▶ EXERCÍCIO: Liste, na ordem em que aparecem, todas as expressões que o trecho sobre a Encarnação coloca entre aspas.

▶ TRECHO:
========

Se você fosse catalogar as heresias da Igreja Católica, aquela que a perseguiu por mais tempo e desde o início é a ideia de que o mundo físico é um lugar odioso de pecado e morte que deve ser rejeitado. Nessa versão do cristianismo, Jesus não foi um ser humano – não realmente – porque, como Deus, ele nunca se permitiria se macular com a carne pecaminosa e fedorenta.
Até hoje, o pensamento da Igreja sobre a sexualidade luta contra essas noções antigas. Quantos católicos ainda acreditam que o sexo se destina apenas à procriação – ou, pior, que o próprio prazer é de alguma forma ruim?
De fato, a doutrina da Encarnação ensina que Deus entrou no nosso mundo não como uma espécie de observador ou de um Deus em uma fantasia humana de Halloween, mas como um ser humano real, com todas as vulnerabilidades e os medos que todos nós conhecemos e experimentamos.
Alguns podem apresentar isso como o fato de Cristo “se rebaixar” ao nosso nível, mas, teologicamente, nós também acreditamos que isso significa que Deus vê a nossa humanidade e o nosso mundo como fundamentalmente bons, como loci de graça e revelação. Deus vem ao nosso encontro não “de cima, mas de dentro”, escreve Francisco na Laudato si’ (n. 236), “para podermos encontrá-Lo a Ele no nosso próprio mundo.”

========

Itens listados em um conjunto de dados:
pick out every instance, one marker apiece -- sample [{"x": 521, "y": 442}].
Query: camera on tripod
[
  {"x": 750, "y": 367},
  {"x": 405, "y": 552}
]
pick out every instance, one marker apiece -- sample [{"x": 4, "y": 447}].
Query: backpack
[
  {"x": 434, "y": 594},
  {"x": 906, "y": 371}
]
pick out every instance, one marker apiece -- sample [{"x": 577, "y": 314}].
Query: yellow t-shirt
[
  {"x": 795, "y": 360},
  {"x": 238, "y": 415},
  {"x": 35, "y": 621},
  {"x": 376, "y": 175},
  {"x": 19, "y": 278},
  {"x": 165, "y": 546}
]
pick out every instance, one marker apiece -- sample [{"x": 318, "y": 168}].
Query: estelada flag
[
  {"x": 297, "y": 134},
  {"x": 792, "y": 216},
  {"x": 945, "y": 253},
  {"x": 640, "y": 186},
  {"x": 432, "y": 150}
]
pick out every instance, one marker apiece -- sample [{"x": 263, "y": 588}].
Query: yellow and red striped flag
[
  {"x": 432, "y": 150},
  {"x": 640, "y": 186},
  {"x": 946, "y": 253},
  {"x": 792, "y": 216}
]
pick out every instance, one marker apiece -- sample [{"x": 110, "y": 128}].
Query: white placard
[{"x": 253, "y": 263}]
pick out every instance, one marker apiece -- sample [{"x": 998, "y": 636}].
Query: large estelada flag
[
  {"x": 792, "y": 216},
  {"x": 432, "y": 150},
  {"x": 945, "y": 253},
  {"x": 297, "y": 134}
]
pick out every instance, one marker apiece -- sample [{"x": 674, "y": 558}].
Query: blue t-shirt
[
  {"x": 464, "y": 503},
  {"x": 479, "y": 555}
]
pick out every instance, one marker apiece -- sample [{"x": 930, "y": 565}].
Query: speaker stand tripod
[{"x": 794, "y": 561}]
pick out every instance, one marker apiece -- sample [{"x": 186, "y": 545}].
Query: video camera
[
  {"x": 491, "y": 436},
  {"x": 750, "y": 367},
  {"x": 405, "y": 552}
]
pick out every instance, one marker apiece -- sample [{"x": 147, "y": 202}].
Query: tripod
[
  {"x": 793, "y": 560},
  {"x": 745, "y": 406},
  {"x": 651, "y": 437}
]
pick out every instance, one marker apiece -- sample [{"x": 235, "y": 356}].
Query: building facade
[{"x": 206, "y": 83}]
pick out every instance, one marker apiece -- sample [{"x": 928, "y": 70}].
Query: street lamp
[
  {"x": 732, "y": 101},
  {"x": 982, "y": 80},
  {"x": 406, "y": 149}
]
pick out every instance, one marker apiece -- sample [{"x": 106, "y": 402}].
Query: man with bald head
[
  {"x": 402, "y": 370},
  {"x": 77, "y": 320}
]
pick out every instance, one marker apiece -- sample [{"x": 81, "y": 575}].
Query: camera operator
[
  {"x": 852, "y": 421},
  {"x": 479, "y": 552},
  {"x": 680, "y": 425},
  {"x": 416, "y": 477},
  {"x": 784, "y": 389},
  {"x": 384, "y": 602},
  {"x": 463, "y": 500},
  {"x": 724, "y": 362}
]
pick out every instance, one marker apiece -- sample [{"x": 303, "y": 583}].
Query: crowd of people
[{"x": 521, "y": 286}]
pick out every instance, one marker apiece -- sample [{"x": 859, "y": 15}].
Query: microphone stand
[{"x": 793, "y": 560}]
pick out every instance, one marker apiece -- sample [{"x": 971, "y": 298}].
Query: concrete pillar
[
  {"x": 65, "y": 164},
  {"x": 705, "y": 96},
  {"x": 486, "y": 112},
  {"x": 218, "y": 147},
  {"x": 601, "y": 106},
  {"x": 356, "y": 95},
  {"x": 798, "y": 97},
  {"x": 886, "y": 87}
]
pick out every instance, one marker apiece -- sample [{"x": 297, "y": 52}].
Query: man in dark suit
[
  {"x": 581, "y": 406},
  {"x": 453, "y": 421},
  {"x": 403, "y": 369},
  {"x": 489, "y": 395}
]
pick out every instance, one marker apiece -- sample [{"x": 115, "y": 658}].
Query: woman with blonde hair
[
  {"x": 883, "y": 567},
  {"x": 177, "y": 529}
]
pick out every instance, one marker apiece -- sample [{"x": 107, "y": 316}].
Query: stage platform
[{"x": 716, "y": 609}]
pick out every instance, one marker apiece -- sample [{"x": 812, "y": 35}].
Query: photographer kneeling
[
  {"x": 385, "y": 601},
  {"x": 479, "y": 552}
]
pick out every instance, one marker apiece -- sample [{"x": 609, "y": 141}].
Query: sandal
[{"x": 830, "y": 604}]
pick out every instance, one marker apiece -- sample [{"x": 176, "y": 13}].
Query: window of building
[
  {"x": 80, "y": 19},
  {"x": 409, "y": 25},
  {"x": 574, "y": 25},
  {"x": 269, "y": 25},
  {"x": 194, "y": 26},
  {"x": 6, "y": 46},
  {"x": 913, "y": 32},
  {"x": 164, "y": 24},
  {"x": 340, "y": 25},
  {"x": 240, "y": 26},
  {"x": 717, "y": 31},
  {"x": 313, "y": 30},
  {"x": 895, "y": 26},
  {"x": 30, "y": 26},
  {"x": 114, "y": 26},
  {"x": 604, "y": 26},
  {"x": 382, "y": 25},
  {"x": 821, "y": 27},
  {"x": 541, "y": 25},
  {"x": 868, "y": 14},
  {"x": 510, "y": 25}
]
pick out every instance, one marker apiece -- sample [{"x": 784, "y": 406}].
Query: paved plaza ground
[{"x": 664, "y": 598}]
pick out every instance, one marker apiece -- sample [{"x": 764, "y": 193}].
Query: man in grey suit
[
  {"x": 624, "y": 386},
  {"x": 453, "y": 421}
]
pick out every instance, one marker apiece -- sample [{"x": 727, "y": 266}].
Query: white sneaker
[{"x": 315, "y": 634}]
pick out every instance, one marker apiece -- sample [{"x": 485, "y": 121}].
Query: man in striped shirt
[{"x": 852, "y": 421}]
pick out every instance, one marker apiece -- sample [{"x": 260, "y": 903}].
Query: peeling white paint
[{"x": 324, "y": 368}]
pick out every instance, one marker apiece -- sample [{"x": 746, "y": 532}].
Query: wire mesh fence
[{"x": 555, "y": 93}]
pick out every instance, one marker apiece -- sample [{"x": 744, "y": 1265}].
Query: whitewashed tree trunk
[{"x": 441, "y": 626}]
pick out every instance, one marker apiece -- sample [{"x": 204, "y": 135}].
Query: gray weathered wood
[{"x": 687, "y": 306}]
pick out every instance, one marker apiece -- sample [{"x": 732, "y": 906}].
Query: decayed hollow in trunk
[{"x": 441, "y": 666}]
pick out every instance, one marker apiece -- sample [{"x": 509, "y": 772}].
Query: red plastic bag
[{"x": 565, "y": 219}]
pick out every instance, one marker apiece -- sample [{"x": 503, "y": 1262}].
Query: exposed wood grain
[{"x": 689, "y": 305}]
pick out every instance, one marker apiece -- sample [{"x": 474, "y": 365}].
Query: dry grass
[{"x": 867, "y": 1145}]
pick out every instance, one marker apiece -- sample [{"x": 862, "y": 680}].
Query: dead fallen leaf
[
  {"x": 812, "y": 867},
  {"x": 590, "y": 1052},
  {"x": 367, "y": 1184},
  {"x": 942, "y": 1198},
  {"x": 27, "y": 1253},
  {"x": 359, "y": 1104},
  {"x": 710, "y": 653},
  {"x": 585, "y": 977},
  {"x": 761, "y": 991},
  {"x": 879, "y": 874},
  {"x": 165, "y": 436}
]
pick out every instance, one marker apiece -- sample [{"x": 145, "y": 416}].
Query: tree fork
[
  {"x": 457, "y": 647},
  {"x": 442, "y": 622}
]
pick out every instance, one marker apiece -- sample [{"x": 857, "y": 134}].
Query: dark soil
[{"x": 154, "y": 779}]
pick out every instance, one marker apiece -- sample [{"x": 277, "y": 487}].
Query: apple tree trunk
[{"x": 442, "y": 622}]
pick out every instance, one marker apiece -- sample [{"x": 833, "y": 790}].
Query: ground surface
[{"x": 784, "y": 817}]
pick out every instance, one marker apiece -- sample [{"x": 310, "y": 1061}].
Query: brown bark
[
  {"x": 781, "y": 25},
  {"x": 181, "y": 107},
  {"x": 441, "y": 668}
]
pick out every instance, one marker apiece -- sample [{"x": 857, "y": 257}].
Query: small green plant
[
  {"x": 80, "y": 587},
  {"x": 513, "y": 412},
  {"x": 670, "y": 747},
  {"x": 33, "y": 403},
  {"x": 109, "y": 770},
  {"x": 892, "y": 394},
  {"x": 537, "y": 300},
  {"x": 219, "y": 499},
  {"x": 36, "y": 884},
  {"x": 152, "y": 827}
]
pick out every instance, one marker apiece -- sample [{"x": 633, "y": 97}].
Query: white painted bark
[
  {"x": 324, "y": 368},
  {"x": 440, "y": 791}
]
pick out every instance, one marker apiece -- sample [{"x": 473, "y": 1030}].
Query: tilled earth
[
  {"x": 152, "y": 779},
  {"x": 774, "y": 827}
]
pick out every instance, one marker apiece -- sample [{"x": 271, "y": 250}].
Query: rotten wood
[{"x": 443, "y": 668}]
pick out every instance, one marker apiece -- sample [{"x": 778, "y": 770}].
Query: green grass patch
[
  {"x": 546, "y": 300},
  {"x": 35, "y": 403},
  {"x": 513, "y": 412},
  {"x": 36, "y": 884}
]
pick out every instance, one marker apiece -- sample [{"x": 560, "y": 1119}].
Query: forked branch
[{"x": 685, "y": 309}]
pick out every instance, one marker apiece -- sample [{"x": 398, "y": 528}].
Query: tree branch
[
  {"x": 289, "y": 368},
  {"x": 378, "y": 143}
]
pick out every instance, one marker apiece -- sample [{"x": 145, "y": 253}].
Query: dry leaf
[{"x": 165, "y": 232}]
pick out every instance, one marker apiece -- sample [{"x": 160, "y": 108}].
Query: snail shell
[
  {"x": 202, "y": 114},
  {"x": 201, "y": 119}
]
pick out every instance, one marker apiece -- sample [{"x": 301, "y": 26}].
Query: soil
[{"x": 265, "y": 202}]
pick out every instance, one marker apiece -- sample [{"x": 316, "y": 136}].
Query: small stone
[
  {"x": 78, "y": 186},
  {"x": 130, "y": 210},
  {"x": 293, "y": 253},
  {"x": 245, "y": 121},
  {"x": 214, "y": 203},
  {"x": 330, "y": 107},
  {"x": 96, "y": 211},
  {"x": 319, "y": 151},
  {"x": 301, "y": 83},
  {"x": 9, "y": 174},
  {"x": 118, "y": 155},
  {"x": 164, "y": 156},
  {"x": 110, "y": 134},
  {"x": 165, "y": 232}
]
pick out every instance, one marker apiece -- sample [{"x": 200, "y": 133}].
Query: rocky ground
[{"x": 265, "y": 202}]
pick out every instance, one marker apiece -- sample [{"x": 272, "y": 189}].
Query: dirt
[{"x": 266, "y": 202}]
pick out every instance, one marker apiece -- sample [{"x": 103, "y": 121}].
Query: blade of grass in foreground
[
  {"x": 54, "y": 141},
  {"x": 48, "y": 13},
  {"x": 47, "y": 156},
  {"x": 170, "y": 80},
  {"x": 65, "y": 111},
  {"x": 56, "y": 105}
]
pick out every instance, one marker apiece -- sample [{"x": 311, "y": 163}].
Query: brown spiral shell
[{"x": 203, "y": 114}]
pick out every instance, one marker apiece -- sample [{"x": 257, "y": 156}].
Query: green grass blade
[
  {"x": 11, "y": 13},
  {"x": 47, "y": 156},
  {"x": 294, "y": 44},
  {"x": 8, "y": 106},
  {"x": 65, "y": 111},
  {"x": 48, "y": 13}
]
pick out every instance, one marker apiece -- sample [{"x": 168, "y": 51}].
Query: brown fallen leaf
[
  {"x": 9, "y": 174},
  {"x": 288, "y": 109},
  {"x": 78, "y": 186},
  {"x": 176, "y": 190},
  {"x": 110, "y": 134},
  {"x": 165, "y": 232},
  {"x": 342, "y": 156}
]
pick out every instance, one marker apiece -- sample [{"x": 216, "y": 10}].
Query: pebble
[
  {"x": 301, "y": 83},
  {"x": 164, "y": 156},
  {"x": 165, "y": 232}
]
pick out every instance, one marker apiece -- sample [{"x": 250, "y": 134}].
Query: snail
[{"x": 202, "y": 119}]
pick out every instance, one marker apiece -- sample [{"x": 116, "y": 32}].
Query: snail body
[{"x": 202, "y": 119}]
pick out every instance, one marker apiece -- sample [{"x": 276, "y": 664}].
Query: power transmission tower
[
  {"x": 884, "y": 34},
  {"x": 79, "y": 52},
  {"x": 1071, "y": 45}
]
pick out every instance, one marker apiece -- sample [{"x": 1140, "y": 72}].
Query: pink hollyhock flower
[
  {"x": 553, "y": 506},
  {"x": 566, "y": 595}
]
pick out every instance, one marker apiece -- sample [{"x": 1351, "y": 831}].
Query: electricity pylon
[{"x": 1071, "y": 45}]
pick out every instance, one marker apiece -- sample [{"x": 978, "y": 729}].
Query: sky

========

▶ SUA RESPOSTA:
1. “se rebaixar”
2. “de cima, mas de dentro”
3. “para podermos encontrá-Lo a Ele no nosso próprio mundo.”